[start Entries]

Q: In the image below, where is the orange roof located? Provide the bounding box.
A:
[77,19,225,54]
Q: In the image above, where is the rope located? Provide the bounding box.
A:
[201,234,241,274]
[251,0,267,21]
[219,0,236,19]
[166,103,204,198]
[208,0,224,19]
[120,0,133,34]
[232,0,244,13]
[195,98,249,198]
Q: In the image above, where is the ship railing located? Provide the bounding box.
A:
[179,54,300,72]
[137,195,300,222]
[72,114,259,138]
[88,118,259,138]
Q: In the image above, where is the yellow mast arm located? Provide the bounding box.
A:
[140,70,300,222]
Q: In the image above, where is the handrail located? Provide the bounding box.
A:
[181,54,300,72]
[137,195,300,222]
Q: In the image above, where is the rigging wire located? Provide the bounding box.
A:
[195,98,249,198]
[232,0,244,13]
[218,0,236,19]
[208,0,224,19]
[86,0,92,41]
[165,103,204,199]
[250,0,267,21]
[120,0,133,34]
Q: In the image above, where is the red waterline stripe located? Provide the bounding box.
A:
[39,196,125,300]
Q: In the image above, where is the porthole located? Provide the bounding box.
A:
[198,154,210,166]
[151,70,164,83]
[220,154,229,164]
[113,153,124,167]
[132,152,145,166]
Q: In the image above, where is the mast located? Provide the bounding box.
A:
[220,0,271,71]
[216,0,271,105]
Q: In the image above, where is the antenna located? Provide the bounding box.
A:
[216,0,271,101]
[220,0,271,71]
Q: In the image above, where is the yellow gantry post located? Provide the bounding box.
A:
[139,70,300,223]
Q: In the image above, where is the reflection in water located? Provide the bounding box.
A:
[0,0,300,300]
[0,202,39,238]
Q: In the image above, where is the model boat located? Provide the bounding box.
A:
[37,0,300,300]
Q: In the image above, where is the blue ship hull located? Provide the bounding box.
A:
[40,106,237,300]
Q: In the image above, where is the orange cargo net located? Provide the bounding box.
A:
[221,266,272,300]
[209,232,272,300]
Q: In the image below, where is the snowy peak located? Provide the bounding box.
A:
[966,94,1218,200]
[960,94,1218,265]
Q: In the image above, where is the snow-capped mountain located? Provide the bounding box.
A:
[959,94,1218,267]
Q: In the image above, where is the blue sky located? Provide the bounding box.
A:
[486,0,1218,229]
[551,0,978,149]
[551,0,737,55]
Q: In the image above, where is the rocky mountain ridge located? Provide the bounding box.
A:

[end Entries]

● Objective
Write out every record verbatim.

● Result
Q: In the image below, where is the orange roof located? Provide the bounding box.
A:
[77,19,225,54]
Q: In the image above, where is the rope located? Provide the bounding box.
A:
[201,234,241,274]
[251,0,267,21]
[219,0,236,19]
[166,103,204,198]
[208,0,224,19]
[120,0,133,34]
[232,0,244,13]
[195,98,249,198]
Q: In the image above, where is the ship railing located? Provide the bounding box.
A:
[179,54,300,72]
[137,195,300,222]
[72,114,259,138]
[88,118,259,138]
Q: In the image above, where is the yellow mast arm located? Provide the bounding box.
A:
[140,70,300,222]
Q: In the image above, where is the handrail located? Provide the bounding box.
A:
[181,54,300,72]
[137,195,300,222]
Q: In the image above, where is the rigging wire located? Provide the bounding box.
A:
[195,98,249,198]
[232,0,244,13]
[218,0,236,19]
[208,0,224,19]
[86,0,92,41]
[165,103,204,199]
[250,0,267,21]
[120,0,133,34]
Q: In the image above, where is the red waterline stripe located? Provide the bounding box.
A:
[39,196,125,300]
Q: In the image above, where is the porthole located? Provide the bounding box.
A:
[198,154,210,166]
[151,70,164,83]
[220,154,229,164]
[113,153,124,167]
[132,152,145,166]
Q: In the image above, where is the mast located? Provide the bounding box.
A:
[220,0,271,71]
[216,0,271,105]
Q: In the image above, where is the antenna located? Provide the bounding box.
A:
[216,0,271,101]
[220,0,271,71]
Q: In the image above, where is the yellow gantry post located? Provide the bounding box.
A:
[139,70,300,223]
Q: In the image above, where is the reflection in water located? Provide the bounding box.
A:
[0,0,300,300]
[0,202,39,238]
Q: In the image above, where is the model boat located? Provide the bounding box.
A:
[37,0,300,300]
Q: In the image above, where is the blue ship hull located? Provide the bounding box.
A:
[40,106,237,300]
Q: In the image above, where is the orange cargo net located? Provide the bounding box.
A:
[221,266,272,300]
[209,232,272,300]
Q: In the image below, where is the snowy peak located? Provide the bounding box.
A:
[966,94,1218,200]
[960,94,1218,265]
Q: In the image above, where is the snow-capped mountain located? Provide the bounding box.
A:
[959,94,1218,267]
Q: In the image above, where is the blue sky located? Provide the bounding box.
A:
[486,0,1218,229]
[551,0,978,149]
[551,0,737,55]
Q: In the image above, where is the rocky mountain ridge located? Provide the bounding box.
A:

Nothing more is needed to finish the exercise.